Tag Archives: Higher education

How Open Universities Australia modernized their data platform and significantly reduced their ETL costs with AWS Cloud Development Kit and AWS Step Functions

Post Syndicated from Michael Davies original https://aws.amazon.com/blogs/big-data/how-open-universities-australia-modernized-their-data-platform-and-significantly-reduced-their-etl-costs-with-aws-cloud-development-kit-and-aws-step-functions/

This is a guest post co-authored by Michael Davies from Open Universities Australia.

At Open Universities Australia (OUA), we empower students to explore a vast array of degrees from renowned Australian universities, all delivered through online learning. We offer students alternative pathways to achieve their educational aspirations, providing them with the flexibility and accessibility to reach their academic goals. Since our founding in 1993, we have supported over 500,000 students to achieve their goals by providing pathways to over 2,600 subjects at 25 universities across Australia.

As a not-for-profit organization, cost is a crucial consideration for OUA. While reviewing our contract for the third-party tool we had been using for our extract, transform, and load (ETL) pipelines, we realized that we could replicate much of the same functionality using Amazon Web Services (AWS) services such as AWS Glue, Amazon AppFlow, and AWS Step Functions. We also recognized that we could consolidate our source code (much of which was stored in the ETL tool itself) into a code repository that could be deployed using the AWS Cloud Development Kit (AWS CDK). By doing so, we had an opportunity to not only reduce costs but also to enhance the visibility and maintainability of our data pipelines.

In this post, we show you how we used AWS services to replace our existing third-party ETL tool, improving the team’s productivity and producing a significant reduction in our ETL operational costs.

Our approach

The migration initiative consisted of two main parts: building the new architecture and migrating data pipelines from the existing tool to the new architecture. Often, we would work on both in parallel, testing one component of the architecture while developing another at the same time.

**Task 1:**
Report each line of the listing that contains the string "vehicle".
The Open Universities Australia post and the listing have no connection to each other.

**Data to process:**
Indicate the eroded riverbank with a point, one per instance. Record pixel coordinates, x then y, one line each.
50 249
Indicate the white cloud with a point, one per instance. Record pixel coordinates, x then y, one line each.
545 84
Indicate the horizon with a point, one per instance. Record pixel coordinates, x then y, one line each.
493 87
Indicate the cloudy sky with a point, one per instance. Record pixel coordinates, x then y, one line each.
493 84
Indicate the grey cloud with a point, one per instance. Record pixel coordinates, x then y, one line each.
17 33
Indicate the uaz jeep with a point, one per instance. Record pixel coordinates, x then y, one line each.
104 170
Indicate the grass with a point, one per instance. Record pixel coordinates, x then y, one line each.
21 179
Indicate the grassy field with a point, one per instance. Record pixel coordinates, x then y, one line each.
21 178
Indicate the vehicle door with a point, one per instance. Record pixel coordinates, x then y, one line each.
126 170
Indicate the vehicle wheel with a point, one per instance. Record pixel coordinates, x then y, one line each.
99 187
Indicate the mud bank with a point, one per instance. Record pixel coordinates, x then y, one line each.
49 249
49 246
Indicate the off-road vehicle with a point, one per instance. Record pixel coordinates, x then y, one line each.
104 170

**Task 2:**
Decide whether each statement agrees with the Open Universities Australia post, answering yes or no and quoting the words that settle it: (a) OUA was founded in 1993. (b) OUA is a for-profit organization. (c) The team finished building the new architecture before starting to migrate any pipelines.

**Task response 1:**
Indicate the vehicle door with a point, one per instance. Record pixel coordinates, x then y, one line each.
Indicate the vehicle wheel with a point, one per instance. Record pixel coordinates, x then y, one line each.
Indicate the off-road vehicle with a point, one per instance. Record pixel coordinates, x then y, one line each.

**Task response 2:**
(a) Yes: "Since our founding in 1993"
(b) No: "As a not-for-profit organization, cost is a crucial consideration for OUA."
(c) No: "Often, we would work on both in parallel, testing one component of the architecture while developing another at the same time."